- _What you need to do_: Please write out the material that follows, exactly as it stands.

## Begin

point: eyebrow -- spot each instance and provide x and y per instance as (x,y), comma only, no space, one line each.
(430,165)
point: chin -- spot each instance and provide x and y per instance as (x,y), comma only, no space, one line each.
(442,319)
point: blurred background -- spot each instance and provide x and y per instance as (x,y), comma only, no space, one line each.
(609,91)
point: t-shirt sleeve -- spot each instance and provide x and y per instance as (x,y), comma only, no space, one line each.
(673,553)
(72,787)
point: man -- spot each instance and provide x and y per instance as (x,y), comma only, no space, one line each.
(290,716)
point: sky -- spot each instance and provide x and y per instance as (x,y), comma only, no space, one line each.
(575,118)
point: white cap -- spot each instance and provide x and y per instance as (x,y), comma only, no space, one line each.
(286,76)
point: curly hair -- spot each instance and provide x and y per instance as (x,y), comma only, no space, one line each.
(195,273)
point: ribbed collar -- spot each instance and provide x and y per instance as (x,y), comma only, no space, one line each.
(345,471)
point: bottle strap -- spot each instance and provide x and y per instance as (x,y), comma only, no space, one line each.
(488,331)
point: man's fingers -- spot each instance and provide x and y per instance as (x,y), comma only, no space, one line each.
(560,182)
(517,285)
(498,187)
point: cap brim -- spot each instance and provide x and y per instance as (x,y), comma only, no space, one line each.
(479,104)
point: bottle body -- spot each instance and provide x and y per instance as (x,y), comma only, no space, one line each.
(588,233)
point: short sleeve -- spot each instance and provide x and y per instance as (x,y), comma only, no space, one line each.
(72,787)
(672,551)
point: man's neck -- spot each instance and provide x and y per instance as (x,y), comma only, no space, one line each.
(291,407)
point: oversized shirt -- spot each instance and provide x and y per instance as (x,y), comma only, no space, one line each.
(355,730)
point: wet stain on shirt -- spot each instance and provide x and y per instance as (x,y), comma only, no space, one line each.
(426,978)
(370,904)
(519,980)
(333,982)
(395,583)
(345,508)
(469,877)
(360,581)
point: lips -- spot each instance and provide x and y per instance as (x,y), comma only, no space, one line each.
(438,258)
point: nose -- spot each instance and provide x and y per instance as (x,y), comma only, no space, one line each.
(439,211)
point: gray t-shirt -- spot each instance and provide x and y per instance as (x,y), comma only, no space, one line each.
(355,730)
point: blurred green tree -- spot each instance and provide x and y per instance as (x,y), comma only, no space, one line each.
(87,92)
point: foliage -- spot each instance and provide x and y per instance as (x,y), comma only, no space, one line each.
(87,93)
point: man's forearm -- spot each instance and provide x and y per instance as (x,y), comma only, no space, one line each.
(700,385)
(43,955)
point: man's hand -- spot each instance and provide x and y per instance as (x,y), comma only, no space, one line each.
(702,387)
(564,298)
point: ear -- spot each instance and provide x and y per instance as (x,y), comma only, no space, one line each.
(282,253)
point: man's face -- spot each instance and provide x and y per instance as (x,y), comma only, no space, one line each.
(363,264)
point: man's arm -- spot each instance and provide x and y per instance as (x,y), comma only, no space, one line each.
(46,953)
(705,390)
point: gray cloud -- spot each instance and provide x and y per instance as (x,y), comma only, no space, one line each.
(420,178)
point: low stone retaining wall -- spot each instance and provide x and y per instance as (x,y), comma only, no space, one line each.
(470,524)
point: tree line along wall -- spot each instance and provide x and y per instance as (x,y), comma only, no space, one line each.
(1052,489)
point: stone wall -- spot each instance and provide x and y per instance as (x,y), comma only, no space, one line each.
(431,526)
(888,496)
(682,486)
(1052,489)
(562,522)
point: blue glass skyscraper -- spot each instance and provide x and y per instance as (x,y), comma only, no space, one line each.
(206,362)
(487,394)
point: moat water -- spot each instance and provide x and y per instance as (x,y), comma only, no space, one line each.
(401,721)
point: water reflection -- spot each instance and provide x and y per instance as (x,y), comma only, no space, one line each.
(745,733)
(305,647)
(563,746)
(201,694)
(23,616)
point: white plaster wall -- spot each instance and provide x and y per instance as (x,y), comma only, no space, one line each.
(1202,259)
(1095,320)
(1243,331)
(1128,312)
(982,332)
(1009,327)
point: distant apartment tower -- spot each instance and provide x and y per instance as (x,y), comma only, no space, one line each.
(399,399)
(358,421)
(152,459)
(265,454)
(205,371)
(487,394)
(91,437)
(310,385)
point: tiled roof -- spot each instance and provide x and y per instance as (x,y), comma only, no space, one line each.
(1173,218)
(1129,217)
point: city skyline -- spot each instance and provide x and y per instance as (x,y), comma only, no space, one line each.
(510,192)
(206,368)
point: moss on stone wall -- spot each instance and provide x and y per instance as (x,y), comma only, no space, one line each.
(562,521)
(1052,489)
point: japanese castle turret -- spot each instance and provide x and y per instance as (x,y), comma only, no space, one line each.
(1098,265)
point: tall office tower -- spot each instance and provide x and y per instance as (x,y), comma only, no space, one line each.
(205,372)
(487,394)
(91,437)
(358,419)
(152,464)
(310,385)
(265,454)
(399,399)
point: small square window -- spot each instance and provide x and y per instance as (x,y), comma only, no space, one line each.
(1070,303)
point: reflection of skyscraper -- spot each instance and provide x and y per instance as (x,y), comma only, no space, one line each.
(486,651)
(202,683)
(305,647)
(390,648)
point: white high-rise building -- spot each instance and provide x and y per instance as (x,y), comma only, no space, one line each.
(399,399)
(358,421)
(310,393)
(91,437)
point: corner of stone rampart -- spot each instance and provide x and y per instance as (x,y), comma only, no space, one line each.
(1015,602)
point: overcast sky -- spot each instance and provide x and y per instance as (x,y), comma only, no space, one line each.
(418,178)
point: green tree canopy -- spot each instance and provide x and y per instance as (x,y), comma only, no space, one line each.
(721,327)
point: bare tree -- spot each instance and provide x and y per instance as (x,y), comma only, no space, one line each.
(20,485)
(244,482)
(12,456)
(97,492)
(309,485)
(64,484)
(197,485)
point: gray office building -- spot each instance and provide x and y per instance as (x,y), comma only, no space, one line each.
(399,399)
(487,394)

## End

- _Solution for this problem_:
point: eyebrow -- spot each instance and provide x and y per instance as (x,y), comma only, no space, one line each.
(430,165)
point: chin -- spot each instance and provide x and y per instance as (x,y), comma only, no space, one line each.
(442,319)
point: blurred background -- spot each instance and provide x and y per instance as (x,y), comma only, no space, one line each.
(609,91)
point: t-shirt sleeve -- spot each instance and provide x and y per instance as (x,y), comma only, no space, one line each.
(673,553)
(72,787)
point: man -- spot each instance and provide x and y per instance as (x,y), comma only, no space, one line each.
(290,716)
point: sky -- spot each instance and provide x and y per instance as (x,y), comma only, no space, one line each.
(575,118)
point: white cap -- spot each instance and provide x and y per instance as (x,y), comma only, no space, one line each.
(286,76)
point: curly hair -- spot each instance and provide x and y per instance as (x,y), comma only, no space, one line each.
(195,273)
point: ribbed collar -- spot each instance and provide x and y per instance as (x,y), comma only, no space, one line each.
(345,471)
point: bottle strap -- spot each instance and provide x and y per instance as (x,y), comma only, no space, one line each.
(488,331)
point: man's fingers -- spot each instance and provide x and y per instance as (x,y), comma only, no space, one line each.
(560,182)
(517,285)
(498,187)
point: cap brim -- spot each instance and provide x and y per instance as (x,y), comma only, no space, one line each.
(479,104)
point: bottle body -- spot each instance and provide x and y per instance as (x,y), comma only, no space, one line each.
(588,233)
point: short sleeve -- spot each instance and provide x and y per instance as (x,y), comma only, no space, one line each.
(72,787)
(672,551)
point: man's neck -- spot each instance and provide x and y per instance as (x,y), comma only, no space, one line each.
(291,407)
point: oversized shirt -- spot each instance and provide x and y per instance as (x,y), comma only, no space, one line each.
(355,730)
point: wet stain on shirt -- spot each instance and provide x and y per instance as (x,y), comma only, no space, one line each.
(426,978)
(370,904)
(519,980)
(333,982)
(395,583)
(345,508)
(469,877)
(360,581)
point: lips -- spot each instance and provide x and y per instance as (x,y), comma only, no space, one line each.
(438,258)
point: nose -- spot each instance and provide x and y per instance as (x,y), comma only, no space, one line each.
(439,211)
point: gray t-shirt -- spot each instance and provide x and y per instance as (x,y), comma only, no space, one line each.
(355,730)
point: blurred green tree -- spot each instance and provide x and y per instance as (x,y), comma only, no space, one line each.
(87,92)
point: foliage -- spot each instance and provide x and y per instance as (x,y), comma only, no space, one line each.
(87,93)
point: man's forearm -- spot each instance and provide x and y per instance as (x,y), comma only, no space, one line each.
(700,385)
(43,955)
point: man's hand -- spot each instance and provide x and y per instance as (x,y), comma only, no space, one line each.
(702,387)
(564,298)
point: ear -- spot each instance and provide x and y per instance as (x,y), comma only, no space, one line each.
(282,253)
point: man's face -- spot each instance and provide x and y per instance as (x,y), comma only, no space, one line each.
(363,264)
point: man's arm -- spot each instance and provide x and y per instance as (x,y), comma only, no space, one line each.
(46,953)
(705,390)
point: gray cloud -- spot each instance and provide x and y per instance as (x,y), comma only, no space, one line each.
(420,178)
point: low stone retaining wall -- spot each instance and provide x and y per instance as (x,y), comma only, no space, one line each.
(470,524)
point: tree line along wall -- spot each instance and provide x and y per instance as (x,y), comma only, no space, one line each.
(1052,489)
point: stone wall -- spot each instance and provide x and y per instance as (x,y), comma only, no space, one line each.
(431,526)
(888,496)
(682,486)
(1052,489)
(562,522)
point: blue glass skyscraper -- spot each instance and provide x and y per instance as (x,y), comma only, no space, one line each.
(206,362)
(487,394)
point: moat water -- spot each instance and provide x and y per instance as (x,y), comma only, no space, one line each.
(401,721)
point: water reflection -- spot each instance and provide x and y per instance as (x,y), comma only, no space, one line each.
(745,733)
(305,647)
(563,746)
(201,694)
(23,616)
point: white plaster wall -- spot each instance and provide x and y per instance as (x,y), comma only, no space, one line each.
(1202,259)
(1095,320)
(1243,331)
(1128,312)
(982,332)
(1009,327)
point: distant apartment tower -- spot each instance and provide x and y per instance as (x,y), comma only, no space, one line each.
(399,399)
(358,421)
(152,459)
(265,454)
(205,371)
(487,394)
(91,437)
(310,385)
point: tiled roof -- spot each instance and provide x and y per instance as (x,y), comma only, no space, one line each.
(1173,218)
(1129,217)
point: city skyline -- spot each instance and provide x and y per instance as (x,y), comma only, no space, one line each.
(510,192)
(206,368)
point: moss on stone wall -- spot each instance and provide x and y per instance as (x,y), comma only, no space, one line each.
(562,521)
(1052,489)
point: japanese castle turret -- spot each instance and provide x and y per instance as (x,y), comma only, no space, one line each.
(1098,265)
point: tall office tower -- spot each instance and provide x and y per instance as (x,y), comma only, no space, one line each.
(205,372)
(487,394)
(91,437)
(358,419)
(152,464)
(310,385)
(265,454)
(399,399)
point: small square window -- spot each instance and provide x and y per instance as (x,y), comma only, no space, one line each.
(1070,303)
point: reflection of skyscraper -- spot each instance and provide x and y per instance as (x,y), comma only, no space, one line each.
(486,651)
(202,683)
(305,647)
(390,648)
point: white high-rise building -- spot each instance and provide x and y per instance as (x,y), comma only, no space, one line each.
(399,399)
(358,421)
(310,393)
(91,437)
point: corner of stone rampart -- spot each instance and provide x and y per instance as (x,y), comma only, no space, one line each.
(1015,602)
point: overcast sky -- spot each instance and provide x and y per instance as (x,y), comma only, no space, one line each.
(418,178)
point: green tree canopy -- spot each instance and provide x and y per instance as (x,y), comma only, no space, one line each.
(721,327)
point: bare tree -- spot each instance and provide x and y per instance as (x,y), comma only, no space, one line each.
(20,485)
(244,482)
(12,456)
(97,492)
(309,485)
(64,484)
(197,485)
point: gray office building -- spot each instance and provide x and y per instance as (x,y), comma only, no space, one line each.
(399,399)
(487,394)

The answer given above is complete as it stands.